# ATTIVITÀ DA SVOLGERE
(1) Quali soluzioni alternative concrete alla chiusura degli spazi universitari indica il brano sugli studenti under 30?
(2) Prosegui il brano sugli studenti under 30 a partire dalla sua ultima frase.

====== ESTRATTO DEL TESTO

Ancora una volta, la categoria che non è stata quasi per niente inclusa nelle recenti disposizioni governative è quella degli under 30, in particolare degli studenti, dunque di tutti coloro che frequentano università, accademie e istituti simili o di quanti sono in procinto di affacciarsi al mondo del lavoro. A essere precisi, i più giovani sono stati oggetto di interventi complessivi che hanno riguardato, ad esempio, la chiusura degli spazi universitari, che non significa soltanto chiudere le aree ove si svolgono le lezioni, ma anche biblioteche, aule studio, ambienti associativi e via discorrendo. Sia chiaro: si tratta di misure sacrosante che mirano a evitare situazioni di sovraffollamento e che, soprattutto, implicano soluzioni alternative concrete come la didattica a distanza e le lezioni da remoto. Tuttavia, non fa mai male ricordare che, se in questi anni si fosse deciso di investire sull’istruzione e sulla cultura, probabilmente avremmo evitato le cosiddette classi pollaio, non avremmo avuto edifici decadenti e, forse, avremmo potuto usufruirne in modo sicuro. Ciononostante non è questo, oggi, il peggiore dei mali: per quanto per gli studenti possa essere avvilente, per fortuna la loro situazione non è paragonabile a quella di chi da questa crisi sta subendo – anche – gravi danni economici.

============
====== VOCI DEI DATI

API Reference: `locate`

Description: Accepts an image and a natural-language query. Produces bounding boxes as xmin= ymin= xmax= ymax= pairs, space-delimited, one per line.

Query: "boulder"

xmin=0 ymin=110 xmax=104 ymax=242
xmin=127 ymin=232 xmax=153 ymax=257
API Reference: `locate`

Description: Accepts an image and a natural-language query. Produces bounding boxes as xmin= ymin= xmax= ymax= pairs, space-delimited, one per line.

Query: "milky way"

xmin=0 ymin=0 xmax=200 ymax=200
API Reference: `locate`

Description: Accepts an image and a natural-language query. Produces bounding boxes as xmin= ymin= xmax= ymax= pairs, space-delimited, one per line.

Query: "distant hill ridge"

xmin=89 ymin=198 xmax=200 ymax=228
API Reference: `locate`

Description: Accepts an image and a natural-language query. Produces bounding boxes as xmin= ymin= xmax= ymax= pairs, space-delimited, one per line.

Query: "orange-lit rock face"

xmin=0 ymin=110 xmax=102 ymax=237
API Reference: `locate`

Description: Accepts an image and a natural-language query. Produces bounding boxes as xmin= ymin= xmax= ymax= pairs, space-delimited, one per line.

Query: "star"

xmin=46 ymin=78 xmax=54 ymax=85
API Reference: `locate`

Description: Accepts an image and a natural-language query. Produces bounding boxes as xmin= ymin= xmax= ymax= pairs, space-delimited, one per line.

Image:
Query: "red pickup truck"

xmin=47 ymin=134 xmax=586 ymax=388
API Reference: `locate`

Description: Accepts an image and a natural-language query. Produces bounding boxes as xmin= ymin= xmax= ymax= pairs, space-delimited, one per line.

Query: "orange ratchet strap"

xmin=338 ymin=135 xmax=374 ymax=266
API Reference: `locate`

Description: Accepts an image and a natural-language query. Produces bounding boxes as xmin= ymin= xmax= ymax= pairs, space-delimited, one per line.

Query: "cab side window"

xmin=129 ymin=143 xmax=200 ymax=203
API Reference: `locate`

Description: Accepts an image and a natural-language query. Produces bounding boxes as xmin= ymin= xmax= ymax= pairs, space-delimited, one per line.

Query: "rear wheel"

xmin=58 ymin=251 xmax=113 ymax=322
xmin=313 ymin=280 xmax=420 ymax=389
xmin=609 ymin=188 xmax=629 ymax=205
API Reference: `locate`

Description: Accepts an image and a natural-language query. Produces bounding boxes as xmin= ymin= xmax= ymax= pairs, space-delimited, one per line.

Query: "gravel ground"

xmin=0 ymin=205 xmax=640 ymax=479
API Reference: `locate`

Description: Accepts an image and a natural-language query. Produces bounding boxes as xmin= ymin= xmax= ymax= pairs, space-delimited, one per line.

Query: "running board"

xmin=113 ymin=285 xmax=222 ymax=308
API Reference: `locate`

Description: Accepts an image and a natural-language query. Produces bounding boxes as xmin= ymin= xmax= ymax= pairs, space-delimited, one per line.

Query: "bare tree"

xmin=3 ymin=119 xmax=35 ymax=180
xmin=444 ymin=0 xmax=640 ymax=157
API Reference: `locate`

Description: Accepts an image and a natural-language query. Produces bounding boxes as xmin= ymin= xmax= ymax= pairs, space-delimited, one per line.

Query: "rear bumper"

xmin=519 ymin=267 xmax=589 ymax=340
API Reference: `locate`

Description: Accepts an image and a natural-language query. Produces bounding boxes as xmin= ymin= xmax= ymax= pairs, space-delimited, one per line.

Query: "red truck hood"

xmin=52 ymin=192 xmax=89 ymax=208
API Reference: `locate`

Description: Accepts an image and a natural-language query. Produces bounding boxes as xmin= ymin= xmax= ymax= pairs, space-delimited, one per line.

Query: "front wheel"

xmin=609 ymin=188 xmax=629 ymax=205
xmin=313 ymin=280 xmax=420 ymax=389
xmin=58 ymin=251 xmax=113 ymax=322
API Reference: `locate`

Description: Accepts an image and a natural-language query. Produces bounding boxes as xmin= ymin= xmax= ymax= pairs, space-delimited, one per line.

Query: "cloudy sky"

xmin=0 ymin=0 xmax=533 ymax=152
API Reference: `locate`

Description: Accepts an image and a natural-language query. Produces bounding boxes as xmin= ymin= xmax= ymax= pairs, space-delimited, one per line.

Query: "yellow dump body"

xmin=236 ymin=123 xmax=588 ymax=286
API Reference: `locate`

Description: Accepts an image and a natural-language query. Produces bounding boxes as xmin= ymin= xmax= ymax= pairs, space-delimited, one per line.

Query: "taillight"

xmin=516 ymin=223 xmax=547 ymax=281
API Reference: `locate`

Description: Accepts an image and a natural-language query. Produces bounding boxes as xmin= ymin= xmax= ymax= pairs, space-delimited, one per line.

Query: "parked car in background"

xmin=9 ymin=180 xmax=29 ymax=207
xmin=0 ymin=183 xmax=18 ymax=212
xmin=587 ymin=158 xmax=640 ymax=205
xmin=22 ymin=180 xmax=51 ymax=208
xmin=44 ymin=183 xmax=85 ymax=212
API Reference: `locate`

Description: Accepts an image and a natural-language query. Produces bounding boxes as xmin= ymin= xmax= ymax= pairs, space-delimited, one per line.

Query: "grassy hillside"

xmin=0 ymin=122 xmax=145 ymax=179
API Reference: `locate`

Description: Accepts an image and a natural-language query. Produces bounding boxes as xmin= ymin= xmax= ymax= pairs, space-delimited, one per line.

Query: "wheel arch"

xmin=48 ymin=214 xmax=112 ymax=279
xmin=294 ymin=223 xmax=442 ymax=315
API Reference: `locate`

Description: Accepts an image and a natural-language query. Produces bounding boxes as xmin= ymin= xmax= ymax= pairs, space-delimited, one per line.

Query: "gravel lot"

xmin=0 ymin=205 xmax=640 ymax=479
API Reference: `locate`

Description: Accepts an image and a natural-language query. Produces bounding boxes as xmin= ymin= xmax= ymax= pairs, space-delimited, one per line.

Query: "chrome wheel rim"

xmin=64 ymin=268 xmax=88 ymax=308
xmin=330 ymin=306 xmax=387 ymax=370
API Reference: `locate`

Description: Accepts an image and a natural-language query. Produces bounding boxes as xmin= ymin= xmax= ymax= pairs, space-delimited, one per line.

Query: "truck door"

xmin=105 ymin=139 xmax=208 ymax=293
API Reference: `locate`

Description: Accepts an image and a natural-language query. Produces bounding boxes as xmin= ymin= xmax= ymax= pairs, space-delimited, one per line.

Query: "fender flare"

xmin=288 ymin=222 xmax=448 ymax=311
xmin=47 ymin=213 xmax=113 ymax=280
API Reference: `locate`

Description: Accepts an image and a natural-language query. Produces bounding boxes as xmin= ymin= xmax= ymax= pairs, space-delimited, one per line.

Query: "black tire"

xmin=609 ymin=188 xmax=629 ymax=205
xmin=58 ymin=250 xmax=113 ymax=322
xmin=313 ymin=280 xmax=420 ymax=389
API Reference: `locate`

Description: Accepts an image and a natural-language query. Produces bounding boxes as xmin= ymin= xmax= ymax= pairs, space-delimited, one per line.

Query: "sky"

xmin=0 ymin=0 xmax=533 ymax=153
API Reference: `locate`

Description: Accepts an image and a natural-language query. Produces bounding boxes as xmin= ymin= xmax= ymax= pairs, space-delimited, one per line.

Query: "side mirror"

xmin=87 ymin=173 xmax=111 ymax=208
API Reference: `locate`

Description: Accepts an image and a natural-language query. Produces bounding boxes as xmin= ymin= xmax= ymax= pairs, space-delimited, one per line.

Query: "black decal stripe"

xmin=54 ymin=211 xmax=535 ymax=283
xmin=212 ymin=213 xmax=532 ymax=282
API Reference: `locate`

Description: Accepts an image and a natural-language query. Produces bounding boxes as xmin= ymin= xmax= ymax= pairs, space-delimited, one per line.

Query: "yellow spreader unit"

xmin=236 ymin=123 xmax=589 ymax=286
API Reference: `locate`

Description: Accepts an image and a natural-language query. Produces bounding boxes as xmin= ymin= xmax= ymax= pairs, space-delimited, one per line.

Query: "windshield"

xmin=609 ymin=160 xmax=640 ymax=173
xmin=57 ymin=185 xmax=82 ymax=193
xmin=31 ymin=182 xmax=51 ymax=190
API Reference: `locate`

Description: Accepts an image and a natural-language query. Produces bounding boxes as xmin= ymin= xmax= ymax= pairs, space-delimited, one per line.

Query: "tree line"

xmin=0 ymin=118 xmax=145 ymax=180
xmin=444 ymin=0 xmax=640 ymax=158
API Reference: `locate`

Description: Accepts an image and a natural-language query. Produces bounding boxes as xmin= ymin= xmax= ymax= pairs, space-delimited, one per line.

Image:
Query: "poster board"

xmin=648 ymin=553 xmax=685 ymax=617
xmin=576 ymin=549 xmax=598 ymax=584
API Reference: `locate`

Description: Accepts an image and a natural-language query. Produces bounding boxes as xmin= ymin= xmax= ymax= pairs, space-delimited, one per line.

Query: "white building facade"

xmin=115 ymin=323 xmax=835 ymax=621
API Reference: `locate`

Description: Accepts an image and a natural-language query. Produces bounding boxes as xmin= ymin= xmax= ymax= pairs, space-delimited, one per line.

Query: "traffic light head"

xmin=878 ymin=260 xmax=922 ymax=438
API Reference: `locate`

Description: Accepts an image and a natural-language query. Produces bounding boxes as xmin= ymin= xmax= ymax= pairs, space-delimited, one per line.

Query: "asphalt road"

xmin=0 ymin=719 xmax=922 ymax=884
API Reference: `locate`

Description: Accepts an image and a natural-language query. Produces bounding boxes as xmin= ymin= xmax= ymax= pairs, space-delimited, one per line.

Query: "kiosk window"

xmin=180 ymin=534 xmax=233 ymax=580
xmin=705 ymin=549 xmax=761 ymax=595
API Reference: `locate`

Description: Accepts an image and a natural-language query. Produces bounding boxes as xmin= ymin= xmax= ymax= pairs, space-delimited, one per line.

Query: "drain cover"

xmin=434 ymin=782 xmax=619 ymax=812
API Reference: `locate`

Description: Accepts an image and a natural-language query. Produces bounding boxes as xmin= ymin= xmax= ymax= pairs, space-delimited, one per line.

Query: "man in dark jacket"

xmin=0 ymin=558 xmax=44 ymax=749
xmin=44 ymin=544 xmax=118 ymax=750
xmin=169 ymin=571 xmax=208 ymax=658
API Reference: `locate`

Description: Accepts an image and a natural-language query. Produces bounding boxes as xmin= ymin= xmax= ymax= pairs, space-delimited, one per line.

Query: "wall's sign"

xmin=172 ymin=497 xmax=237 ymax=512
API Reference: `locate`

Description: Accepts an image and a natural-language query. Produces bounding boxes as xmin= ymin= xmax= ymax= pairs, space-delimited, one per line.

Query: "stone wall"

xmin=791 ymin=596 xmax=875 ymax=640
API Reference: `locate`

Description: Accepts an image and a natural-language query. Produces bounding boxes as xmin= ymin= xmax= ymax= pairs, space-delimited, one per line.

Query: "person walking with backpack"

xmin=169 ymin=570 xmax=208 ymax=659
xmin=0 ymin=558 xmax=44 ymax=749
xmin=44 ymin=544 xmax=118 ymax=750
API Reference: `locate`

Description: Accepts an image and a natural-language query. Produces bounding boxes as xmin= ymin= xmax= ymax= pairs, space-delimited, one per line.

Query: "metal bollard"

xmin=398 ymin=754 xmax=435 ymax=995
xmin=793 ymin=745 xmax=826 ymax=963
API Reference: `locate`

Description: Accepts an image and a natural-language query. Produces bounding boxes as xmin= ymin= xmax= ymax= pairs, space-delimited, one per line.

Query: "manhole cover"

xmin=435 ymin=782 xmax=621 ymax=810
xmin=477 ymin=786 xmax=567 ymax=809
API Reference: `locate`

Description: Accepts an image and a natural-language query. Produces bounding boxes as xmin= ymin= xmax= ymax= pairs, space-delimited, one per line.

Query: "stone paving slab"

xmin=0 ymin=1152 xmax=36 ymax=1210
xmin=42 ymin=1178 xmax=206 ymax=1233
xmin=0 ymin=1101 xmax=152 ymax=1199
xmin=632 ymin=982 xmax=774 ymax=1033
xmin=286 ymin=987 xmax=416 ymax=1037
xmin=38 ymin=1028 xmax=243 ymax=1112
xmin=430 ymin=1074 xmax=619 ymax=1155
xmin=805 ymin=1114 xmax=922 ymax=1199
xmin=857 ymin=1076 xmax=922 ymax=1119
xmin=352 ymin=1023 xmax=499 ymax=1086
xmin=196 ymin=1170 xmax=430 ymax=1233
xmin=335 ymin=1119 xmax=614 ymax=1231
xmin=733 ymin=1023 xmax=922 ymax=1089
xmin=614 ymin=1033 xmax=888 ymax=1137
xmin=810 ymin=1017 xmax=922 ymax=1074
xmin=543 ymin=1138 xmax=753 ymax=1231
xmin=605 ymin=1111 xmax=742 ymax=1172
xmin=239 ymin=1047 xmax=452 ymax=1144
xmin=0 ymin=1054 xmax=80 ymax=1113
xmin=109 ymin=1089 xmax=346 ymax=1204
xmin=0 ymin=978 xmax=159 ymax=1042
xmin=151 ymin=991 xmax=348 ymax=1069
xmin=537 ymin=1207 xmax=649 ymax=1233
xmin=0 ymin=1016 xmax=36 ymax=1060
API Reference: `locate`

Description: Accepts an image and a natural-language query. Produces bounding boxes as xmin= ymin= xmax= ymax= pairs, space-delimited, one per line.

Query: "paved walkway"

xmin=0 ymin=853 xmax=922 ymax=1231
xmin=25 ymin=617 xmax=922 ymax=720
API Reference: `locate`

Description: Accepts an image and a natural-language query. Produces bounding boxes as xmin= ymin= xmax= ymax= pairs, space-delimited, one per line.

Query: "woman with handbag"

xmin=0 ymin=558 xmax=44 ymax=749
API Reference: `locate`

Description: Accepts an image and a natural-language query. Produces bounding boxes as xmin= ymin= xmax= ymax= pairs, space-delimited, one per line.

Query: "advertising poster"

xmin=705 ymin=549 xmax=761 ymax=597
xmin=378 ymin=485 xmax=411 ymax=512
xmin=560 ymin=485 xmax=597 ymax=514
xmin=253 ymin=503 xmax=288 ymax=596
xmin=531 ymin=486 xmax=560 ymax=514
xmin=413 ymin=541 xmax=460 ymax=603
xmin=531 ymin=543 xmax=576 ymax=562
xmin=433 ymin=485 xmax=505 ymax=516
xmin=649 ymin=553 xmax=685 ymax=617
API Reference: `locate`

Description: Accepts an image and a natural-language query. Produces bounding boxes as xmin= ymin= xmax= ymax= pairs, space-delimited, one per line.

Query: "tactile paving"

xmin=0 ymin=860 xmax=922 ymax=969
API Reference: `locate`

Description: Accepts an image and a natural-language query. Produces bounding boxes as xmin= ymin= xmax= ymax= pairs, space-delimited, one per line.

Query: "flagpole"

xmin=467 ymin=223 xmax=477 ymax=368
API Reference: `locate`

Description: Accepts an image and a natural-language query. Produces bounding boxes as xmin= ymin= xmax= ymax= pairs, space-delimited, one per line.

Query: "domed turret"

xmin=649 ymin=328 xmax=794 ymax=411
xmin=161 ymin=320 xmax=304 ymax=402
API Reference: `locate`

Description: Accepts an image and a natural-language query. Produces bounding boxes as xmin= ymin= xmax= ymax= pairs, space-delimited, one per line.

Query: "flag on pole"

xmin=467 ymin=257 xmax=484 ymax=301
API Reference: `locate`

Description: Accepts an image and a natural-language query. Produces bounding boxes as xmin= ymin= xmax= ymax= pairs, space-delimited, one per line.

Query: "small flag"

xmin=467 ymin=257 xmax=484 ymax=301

============

# RISPOSTE QUI SOTTO
(1) La didattica a distanza e le lezioni da remoto.

(2)
Diverso, invece, è il caso di chi doveva svolgere test e concorsi che, come noto, sono stati sospesi e saranno rinviati a data da destinarsi. Un po’ come se si trattasse di una partita di calcio o di una fiera di macchine d’epoca, quando invece siamo di fronte al futuro di centinaia di migliaia di ragazzi che aspettano questa o quella selezione come l’occasione per misurarsi, per entrare in un mondo meno ovattato di quello scolastico o universitario e per avere – se tutto va bene – un’occupazione. La ratio alla base è sempre la stessa ed è più che comprensibile, ossia quella di evitare che troppe persone entrino a contatto tra loro. Sarebbe, però, confortante se i decisori politici dedicassero almeno un po’ più di attenzione al tema, anche solo per mostrarsi empatici verso chi un domani andrà a ricoprire funzioni di pubblico servizio.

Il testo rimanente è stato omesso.